• Qué debes hacer: Prosigue el texto sobre los recuerdos de lectura y la obra de José Saramago a partir de su última frase.

• Fragmento del texto:

---+---

La historia ha acabado, no habrá nada más que contar.
José Saramago, Caín.
Saben que a mí —se lo he dicho ya algunas veces— me atrae más la literatura que el cine. Son dos pasiones que recuerdo desde muy chico. Ya les he hablado también de la primera vez que acudí a una sala a ver Bambi, allá en la patria verde, con agujeros en los zapatos, un día de lluvia en el que el mar sonaba desde el muelle. Pero nunca les he dicho cómo comencé a saber de memoria los poemas de Bécquer, de Machado, de García Lorca o de Luis Cernuda, ni por qué los llevo dentro más que las imágenes y más incluso que mis recuerdos. Como una voz interior que nunca me abandona, que me persigue vaya donde vaya y que me da calor, y fuerza, en los momentos duros, y que me canta, me exalta el ánimo, en los besos y en el amor, en las caricias que de vez en cuando da la vida. Haciendo que disfrute más de los días, que aproveche mejor las lecturas y las películas, que sienta los versos de Espronceda lentamente, como agua que se desliza, cada vez que miro a la mujer que quiero: Levantar para ti soñé yo un trono / y allí tú venturosa y yo a tu lado / vencer del mundo el implacable encono / y en un tiempo sin horas ni medida / ver como un sueño resbalar la vida.
Mi madre, en lugar de contarme cuentos, me leía un libro maravilloso cada noche, una antología poética titulado Los 25.000 mejores versos de la lengua castellana, que me hacía ver el mundo de otra forma y despertar cada mañana con el caimán, y el palacio de cristal difuminado en la memoria, mientras el lagarto y la lagarta lloraban, lejanos y tiernos desde el crepúsculo anterior, con delantalitos blancos. A ella le debo mi amor por la poesía, igual que le debo mi devoción al cine. A mi abuela, como también he dicho aquí en alguna ocasión, mi inquietud, mi hambre, por las tramas perfectas de crímenes y detectives —Agatha Christie, colección de lomos verdes—. Y a mi abuelo, luz de luces, la primera lectura de un libro que era su favorito porque hablaba del hombre, y de la naturaleza, y de la ceguera. Así que, como todos nosotros, no nacieron en mí los gustos ni me incliné a las letras por azar o casualidad del mundo; yo oí desde los tres años poemas cada noche, leí desde los diez las aventuras de Poirot y del Corsario Negro, y la prosa desgarradora y mágica de José Saramago desde el día, tan lejano ya, en que mi abuelo, ciego y recostado en su butaca, me habló de él con la amargura y el anhelo de los colores perdidos.
Leí Ensayo sobre la ceguera bastante joven, con trece o catorce años, y se me escaparon cosas que luego, en la segunda lectura y gracias a la madurez, pude apreciar. Sin embargo me atrapó desde el primer momento. La forma de escribir de aquel señor mayor, sin signos de puntuación y utilizando sólo mayúsculas para hacer dialogar a los personajes, me dejó sin habla e hizo que yo respirase igual que la prosa, con su ritmo, con su agilidad, con su desgarro entrecortado de cuando alguien, la mujer que ve, el médico, decían o hacían cosas que nunca hubiese imaginado; o al son de los tiros que los militares lanzaban desde fuera de los muros, acosando la epidemia como a un monstruo maldito y peligroso, ignorando que la ceguera es ciega porque afecta a las personas. Sin ojos, sin dios, sin ética, sin otro objetivo que el de sobrevivir matando o robando, o quitándole al otro la dignidad y el alma, de la misma forma que arrebata los ojos esa enfermedad maldita que nos cubre de noche y de dudas. Que saca lo mejor o lo peor de nosotros mismos, que nos condena a la soledad perenne del que sólo ve sus propios pensamientos y del que camina porque toca, con el borde de los dedos, las paredes de los pasillos.

---+---

[Datos de expresiones referenciales]
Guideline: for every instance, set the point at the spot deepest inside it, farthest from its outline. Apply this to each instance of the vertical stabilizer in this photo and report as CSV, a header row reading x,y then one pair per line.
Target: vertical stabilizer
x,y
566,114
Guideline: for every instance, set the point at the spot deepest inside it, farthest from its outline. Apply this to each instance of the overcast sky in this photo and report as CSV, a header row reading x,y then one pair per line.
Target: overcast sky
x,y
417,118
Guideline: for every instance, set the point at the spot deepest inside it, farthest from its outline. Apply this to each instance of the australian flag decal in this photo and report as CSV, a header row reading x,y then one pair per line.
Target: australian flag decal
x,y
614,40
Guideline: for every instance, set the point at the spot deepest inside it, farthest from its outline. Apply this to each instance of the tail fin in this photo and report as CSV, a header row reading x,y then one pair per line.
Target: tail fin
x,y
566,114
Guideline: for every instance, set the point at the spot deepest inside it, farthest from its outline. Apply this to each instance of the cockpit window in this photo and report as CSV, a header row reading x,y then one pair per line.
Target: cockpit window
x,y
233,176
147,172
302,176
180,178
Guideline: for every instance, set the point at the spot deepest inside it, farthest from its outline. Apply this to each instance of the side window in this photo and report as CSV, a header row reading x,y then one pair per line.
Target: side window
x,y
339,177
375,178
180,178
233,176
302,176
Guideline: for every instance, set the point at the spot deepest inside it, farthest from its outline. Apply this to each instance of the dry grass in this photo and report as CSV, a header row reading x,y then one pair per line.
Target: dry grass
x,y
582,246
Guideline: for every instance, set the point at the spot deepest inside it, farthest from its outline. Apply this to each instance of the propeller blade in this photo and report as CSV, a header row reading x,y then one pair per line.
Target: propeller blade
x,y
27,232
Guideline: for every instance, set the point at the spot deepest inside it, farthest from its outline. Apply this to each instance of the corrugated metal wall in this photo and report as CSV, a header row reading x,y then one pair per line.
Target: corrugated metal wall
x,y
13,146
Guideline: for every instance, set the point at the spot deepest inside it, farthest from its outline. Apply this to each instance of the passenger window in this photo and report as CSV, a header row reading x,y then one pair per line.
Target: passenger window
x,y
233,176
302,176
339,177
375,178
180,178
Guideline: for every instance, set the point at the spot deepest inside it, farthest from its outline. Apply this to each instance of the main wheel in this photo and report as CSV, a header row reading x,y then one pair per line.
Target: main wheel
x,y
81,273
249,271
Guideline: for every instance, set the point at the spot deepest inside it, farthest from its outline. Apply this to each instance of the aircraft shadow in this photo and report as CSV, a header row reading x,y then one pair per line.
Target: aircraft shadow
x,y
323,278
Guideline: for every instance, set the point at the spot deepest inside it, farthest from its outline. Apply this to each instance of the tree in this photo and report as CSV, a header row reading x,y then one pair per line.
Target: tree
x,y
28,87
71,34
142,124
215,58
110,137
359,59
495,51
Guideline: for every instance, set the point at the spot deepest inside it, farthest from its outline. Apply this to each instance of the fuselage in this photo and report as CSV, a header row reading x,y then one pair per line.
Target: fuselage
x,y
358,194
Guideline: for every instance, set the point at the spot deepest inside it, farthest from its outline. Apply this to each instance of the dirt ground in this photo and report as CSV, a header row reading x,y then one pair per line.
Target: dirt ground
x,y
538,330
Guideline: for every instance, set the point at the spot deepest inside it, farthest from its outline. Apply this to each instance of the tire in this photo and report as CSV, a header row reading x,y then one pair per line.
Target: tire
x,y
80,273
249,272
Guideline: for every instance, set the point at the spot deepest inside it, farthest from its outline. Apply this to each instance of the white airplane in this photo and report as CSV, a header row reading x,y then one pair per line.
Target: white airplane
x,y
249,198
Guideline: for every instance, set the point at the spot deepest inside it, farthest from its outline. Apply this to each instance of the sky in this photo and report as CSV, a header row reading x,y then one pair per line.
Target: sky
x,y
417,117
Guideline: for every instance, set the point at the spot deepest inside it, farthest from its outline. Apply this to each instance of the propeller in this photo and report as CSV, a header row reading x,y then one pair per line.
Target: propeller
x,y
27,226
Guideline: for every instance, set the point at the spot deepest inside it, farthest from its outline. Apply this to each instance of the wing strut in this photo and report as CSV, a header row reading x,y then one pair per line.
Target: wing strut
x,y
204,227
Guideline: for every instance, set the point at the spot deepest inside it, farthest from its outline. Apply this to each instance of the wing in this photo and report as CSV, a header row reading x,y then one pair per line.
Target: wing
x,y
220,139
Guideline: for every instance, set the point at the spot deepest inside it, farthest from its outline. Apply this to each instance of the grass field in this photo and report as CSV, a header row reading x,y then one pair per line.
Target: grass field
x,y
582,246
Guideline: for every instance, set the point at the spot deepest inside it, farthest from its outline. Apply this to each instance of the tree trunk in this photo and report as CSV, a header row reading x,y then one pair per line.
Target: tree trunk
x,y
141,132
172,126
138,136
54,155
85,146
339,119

---+---

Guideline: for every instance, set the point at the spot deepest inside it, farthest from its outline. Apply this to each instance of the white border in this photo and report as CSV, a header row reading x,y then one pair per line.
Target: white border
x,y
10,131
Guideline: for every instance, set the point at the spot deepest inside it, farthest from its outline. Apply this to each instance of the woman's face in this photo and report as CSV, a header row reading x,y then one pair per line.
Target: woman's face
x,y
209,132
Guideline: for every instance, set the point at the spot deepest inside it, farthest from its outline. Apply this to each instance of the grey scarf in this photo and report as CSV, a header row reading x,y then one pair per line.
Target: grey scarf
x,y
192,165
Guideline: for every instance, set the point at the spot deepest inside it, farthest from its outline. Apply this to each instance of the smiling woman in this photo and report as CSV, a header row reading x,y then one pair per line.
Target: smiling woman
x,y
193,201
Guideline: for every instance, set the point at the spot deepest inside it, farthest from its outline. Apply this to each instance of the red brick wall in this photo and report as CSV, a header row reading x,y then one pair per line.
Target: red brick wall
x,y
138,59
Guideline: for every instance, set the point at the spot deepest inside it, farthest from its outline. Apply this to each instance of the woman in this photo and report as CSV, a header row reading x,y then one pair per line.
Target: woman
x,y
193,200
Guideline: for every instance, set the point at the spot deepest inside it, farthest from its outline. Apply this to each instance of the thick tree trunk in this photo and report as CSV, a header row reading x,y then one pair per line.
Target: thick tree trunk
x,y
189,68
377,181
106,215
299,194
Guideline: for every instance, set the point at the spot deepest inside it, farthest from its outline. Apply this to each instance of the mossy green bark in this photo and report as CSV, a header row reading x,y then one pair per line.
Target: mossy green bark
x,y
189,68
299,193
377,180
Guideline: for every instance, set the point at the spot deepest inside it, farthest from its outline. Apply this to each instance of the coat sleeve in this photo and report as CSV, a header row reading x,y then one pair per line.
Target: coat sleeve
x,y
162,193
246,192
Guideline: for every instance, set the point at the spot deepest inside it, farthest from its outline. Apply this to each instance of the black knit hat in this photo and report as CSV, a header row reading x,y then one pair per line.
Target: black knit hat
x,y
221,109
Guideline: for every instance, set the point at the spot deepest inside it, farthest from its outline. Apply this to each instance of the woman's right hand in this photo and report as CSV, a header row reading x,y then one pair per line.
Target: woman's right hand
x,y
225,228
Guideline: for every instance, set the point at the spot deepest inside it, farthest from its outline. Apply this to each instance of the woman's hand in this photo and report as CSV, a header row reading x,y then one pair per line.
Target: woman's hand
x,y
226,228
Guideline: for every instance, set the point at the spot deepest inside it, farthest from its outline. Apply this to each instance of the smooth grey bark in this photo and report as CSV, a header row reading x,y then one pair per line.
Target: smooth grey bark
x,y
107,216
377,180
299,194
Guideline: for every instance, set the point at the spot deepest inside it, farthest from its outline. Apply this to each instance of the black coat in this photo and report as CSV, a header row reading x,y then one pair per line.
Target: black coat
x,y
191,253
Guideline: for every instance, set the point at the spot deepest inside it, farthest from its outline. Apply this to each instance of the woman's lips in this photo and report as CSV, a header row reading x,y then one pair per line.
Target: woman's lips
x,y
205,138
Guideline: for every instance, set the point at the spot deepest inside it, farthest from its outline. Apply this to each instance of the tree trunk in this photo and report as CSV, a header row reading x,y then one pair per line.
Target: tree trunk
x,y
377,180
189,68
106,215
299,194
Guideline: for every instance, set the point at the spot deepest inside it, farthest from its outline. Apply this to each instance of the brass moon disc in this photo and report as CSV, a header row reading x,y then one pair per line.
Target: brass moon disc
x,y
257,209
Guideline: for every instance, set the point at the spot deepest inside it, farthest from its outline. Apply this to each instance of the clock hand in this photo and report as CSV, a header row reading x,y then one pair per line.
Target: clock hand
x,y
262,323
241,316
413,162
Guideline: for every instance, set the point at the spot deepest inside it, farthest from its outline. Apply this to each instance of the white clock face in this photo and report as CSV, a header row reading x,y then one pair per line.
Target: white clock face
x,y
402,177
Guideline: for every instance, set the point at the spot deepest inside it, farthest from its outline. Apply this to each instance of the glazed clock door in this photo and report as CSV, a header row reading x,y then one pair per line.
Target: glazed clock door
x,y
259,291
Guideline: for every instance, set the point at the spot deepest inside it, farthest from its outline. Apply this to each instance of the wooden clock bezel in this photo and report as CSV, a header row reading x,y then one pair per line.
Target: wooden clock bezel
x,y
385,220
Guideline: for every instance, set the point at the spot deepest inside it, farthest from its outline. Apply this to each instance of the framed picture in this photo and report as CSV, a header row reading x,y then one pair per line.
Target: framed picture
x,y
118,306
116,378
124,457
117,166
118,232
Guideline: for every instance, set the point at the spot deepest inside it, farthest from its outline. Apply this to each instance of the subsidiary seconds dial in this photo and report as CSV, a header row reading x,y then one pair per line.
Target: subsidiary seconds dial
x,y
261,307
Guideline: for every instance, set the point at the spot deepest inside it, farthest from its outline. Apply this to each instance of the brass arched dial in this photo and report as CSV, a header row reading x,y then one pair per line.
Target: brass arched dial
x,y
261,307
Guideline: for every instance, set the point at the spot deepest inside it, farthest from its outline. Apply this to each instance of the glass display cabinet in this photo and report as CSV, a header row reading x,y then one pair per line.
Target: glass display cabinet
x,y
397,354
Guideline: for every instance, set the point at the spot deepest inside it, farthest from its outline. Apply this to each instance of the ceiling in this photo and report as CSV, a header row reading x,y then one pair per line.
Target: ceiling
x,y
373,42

---+---

• Respuesta:
Blindness es una adaptación magnífica, hecha a fuerza de cuchillo, que dirigió Fernando Meirelles. Julianne Moore está soberbia en su papel de ‘mujer que ve’, los secundarios son también magníficos y la atmósfera, gracias a una dirección de arte magistral y a una fotografía sucia y cementada, te mete de lleno en la sinrazón de no ver y de vivir como animales. Pero no es eso por lo que me atrapó la película. No son la corrección del guion, la necesidad de la voz en off, tan criticada, o la ciudad rota y aniquilada por los propios hombres y sus ojos ciegos. No. No es eso. Es el susurro de Saramago en cada plano y en cada situación, en cada diálogo desesperado, el ritmo de su prosa que traspasa la pantalla y se mete en tus oídos, y te hace recordar párrafos, frases, sin darte siquiera cuenta. Es la magia de estar viendo en imágenes algo que sólo conocías en tu mente, de traducir de forma perfecta la calidad literaria de una novela a la pantalla de un cine. La transformación, la metamorfosis, de una obra de arte en otra diferente.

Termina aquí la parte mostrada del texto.